-------- DATA FOR REVIEW --------

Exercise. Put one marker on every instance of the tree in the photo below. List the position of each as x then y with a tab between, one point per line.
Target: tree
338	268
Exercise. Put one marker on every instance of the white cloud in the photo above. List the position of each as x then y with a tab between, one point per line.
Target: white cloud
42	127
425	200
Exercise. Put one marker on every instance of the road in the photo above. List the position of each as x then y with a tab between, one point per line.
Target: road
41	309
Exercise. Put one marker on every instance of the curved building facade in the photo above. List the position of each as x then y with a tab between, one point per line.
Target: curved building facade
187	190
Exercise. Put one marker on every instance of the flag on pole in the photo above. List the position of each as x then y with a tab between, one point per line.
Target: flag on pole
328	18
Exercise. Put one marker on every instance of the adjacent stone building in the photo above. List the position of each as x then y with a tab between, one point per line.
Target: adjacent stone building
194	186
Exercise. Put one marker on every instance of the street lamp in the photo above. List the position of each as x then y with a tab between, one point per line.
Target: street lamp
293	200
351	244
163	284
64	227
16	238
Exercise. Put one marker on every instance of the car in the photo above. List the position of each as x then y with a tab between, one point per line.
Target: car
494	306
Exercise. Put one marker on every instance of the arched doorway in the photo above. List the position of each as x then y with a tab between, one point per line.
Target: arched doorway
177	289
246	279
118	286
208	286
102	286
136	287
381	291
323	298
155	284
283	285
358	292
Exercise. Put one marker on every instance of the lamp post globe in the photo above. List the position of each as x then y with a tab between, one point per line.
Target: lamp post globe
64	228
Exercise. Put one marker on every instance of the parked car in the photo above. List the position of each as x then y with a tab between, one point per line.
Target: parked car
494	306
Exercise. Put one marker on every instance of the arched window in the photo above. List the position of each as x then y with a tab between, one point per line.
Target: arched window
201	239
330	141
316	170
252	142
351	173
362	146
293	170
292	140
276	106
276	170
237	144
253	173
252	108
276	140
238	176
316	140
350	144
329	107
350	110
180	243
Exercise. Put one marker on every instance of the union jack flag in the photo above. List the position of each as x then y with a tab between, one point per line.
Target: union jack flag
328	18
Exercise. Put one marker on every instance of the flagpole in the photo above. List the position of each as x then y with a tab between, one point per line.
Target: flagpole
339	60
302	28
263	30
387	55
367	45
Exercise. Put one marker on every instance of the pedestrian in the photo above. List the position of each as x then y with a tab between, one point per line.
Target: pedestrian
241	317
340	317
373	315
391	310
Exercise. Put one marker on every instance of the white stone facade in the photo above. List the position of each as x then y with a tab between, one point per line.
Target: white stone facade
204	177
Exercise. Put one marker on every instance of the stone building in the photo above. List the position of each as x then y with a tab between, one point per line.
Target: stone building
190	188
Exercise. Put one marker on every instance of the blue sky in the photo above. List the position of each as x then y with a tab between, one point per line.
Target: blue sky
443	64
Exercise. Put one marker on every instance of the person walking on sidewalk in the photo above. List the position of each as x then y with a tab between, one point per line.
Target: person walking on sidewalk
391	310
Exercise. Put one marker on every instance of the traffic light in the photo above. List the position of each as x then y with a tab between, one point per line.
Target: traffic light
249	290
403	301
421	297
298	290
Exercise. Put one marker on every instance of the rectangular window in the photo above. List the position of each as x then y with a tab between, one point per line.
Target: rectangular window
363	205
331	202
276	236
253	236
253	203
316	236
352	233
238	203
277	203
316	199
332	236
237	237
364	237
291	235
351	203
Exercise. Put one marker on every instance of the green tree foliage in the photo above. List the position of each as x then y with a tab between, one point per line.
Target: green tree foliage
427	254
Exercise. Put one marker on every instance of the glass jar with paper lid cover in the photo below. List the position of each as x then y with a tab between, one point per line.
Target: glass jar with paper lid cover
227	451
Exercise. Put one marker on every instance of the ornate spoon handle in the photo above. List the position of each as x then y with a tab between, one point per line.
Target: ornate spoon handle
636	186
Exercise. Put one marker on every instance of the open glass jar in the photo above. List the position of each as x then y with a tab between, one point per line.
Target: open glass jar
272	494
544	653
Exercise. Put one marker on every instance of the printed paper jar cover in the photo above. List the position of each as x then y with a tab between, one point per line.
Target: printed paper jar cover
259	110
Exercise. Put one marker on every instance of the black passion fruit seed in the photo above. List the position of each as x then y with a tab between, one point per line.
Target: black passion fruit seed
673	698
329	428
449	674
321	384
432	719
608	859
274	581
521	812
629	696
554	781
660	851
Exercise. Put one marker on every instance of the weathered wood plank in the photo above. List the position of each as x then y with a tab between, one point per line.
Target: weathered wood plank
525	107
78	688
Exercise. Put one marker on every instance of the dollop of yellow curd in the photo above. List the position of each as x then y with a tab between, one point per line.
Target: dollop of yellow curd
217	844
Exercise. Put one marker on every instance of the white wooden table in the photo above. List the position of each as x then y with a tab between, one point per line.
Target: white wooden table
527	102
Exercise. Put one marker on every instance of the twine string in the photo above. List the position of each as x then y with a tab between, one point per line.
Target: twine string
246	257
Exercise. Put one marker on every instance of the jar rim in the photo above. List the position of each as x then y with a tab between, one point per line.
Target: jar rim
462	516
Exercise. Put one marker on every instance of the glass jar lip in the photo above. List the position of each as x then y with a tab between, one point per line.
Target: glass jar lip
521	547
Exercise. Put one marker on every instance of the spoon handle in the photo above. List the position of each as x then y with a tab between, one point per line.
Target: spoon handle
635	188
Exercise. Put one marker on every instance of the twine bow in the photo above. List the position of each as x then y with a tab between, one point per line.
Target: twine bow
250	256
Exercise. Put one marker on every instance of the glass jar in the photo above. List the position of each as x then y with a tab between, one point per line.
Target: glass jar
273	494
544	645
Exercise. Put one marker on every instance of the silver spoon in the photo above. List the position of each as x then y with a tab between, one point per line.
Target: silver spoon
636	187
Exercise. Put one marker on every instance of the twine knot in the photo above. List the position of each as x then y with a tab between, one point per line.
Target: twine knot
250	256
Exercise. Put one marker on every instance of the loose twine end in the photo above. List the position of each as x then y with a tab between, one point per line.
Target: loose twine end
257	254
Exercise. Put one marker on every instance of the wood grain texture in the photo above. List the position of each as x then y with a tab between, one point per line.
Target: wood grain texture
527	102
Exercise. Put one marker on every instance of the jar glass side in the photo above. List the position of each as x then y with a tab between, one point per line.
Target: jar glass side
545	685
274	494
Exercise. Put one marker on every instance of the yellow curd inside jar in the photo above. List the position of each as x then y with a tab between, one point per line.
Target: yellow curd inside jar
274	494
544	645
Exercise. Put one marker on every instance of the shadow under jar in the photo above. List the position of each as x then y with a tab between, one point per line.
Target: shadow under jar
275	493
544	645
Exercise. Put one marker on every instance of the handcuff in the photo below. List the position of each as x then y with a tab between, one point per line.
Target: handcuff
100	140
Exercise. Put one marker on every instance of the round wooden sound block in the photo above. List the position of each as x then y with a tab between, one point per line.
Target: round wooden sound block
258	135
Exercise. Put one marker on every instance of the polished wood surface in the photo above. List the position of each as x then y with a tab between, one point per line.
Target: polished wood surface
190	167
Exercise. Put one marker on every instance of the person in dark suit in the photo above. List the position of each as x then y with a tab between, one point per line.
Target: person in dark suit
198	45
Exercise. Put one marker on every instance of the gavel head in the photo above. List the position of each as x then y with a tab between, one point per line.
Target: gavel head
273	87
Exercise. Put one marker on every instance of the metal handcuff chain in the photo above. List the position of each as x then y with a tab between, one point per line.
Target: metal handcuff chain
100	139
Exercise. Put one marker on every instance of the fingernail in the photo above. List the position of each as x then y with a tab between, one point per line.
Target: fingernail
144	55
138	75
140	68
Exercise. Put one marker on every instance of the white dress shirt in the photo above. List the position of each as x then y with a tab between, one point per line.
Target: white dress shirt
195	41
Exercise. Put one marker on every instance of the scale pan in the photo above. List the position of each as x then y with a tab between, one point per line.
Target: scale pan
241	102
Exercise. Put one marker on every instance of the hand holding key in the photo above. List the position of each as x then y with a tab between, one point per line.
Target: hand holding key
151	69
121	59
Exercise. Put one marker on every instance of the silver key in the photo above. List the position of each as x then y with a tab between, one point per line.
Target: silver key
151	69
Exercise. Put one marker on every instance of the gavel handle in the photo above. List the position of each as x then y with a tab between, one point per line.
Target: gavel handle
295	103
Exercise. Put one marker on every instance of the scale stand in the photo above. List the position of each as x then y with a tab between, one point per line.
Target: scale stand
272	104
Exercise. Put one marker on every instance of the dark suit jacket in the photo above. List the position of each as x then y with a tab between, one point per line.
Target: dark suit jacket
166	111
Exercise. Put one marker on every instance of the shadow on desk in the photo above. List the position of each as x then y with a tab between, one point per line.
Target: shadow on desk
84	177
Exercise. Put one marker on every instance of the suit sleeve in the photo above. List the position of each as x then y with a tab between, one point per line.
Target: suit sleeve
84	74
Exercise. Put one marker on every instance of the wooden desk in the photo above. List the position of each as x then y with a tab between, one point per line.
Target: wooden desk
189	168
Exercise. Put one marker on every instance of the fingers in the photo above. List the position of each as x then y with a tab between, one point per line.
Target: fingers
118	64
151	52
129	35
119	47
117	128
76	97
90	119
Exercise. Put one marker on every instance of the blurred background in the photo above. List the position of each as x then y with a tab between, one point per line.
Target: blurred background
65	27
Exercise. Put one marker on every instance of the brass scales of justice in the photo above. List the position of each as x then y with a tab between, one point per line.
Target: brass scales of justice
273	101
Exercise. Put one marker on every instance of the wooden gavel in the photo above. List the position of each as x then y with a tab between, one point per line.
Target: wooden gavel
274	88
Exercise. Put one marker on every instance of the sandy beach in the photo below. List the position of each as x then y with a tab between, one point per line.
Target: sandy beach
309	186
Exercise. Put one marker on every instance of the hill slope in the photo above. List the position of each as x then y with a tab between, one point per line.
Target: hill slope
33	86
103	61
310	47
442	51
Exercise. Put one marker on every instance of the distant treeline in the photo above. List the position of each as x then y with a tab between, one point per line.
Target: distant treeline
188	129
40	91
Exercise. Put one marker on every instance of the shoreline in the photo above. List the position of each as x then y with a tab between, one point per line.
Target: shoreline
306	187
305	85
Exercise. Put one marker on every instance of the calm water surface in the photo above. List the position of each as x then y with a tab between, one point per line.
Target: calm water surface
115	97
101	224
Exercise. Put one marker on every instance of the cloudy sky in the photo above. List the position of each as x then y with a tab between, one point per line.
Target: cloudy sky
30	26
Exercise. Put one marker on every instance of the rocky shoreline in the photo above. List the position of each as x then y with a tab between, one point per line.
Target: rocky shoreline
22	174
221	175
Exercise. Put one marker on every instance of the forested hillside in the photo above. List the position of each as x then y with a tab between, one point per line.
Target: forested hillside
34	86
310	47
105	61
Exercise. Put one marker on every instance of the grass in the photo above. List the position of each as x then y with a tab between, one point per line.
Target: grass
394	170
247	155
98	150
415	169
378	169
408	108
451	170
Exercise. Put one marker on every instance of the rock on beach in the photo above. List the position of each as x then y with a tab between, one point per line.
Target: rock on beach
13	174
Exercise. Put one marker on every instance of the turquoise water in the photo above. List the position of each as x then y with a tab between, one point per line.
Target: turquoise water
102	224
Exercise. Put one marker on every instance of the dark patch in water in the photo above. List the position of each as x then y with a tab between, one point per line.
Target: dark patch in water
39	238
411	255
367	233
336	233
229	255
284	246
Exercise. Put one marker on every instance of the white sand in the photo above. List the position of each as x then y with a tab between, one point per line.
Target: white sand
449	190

--------

• WORK TO BE COMPLETED:
Reproduce each line of the records in which "below" appears.

• EXERCISE RESULT:
Exercise. Put one marker on every instance of the tree in the photo below. List the position of each as x then y with a tab between, one point per line.
Exercise. Put one marker on every instance of the glass jar with paper lid cover in the photo below. List the position of each as x then y with a tab between, one point per line.
Exercise. Put one marker on every instance of the handcuff in the photo below. List the position of each as x then y with a tab between, one point per line.
Exercise. Put one marker on every instance of the sandy beach in the photo below. List the position of each as x then y with a tab between, one point per line.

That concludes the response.